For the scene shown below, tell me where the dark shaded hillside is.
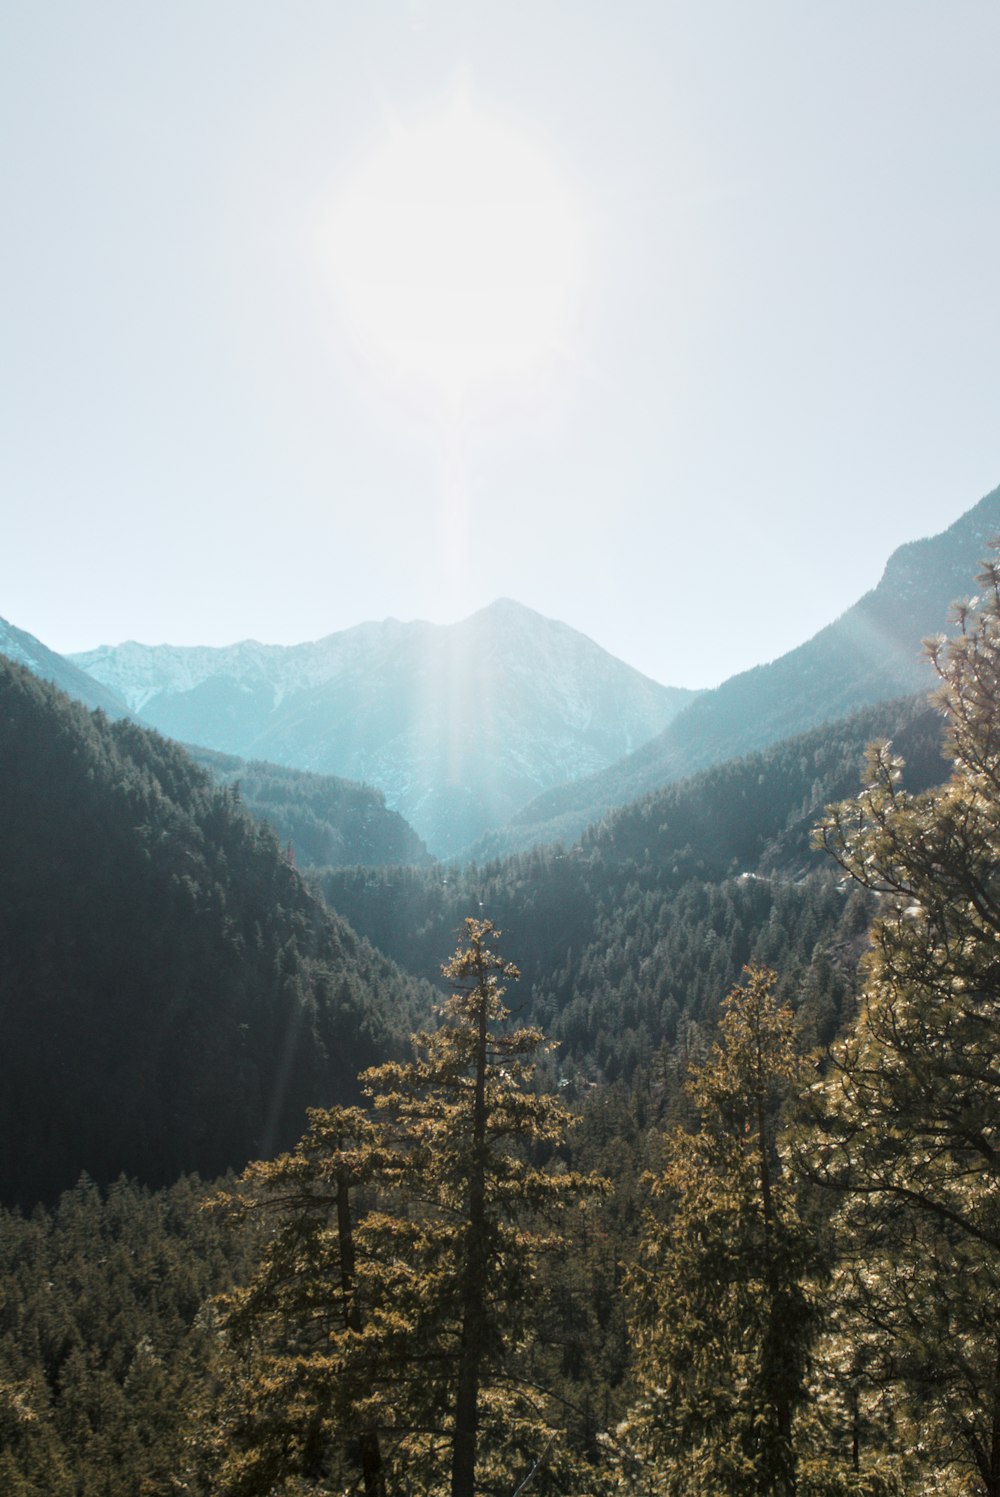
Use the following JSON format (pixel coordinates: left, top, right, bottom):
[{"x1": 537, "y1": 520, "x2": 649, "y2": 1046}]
[
  {"x1": 186, "y1": 746, "x2": 431, "y2": 868},
  {"x1": 480, "y1": 482, "x2": 999, "y2": 855},
  {"x1": 0, "y1": 659, "x2": 429, "y2": 1205},
  {"x1": 320, "y1": 693, "x2": 947, "y2": 1076}
]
**********
* INSTRUCTIONS TO FOLLOW
Your answer must be the exact lines of the records from the first one through the line containing "Use the following", with no pictures in it.

* RESULT FOR THIS EXERCISE
For the scene shown below, tell me where the dark shaded hillside is.
Use the following JSON format (pixel coordinates: left, top, right, bottom):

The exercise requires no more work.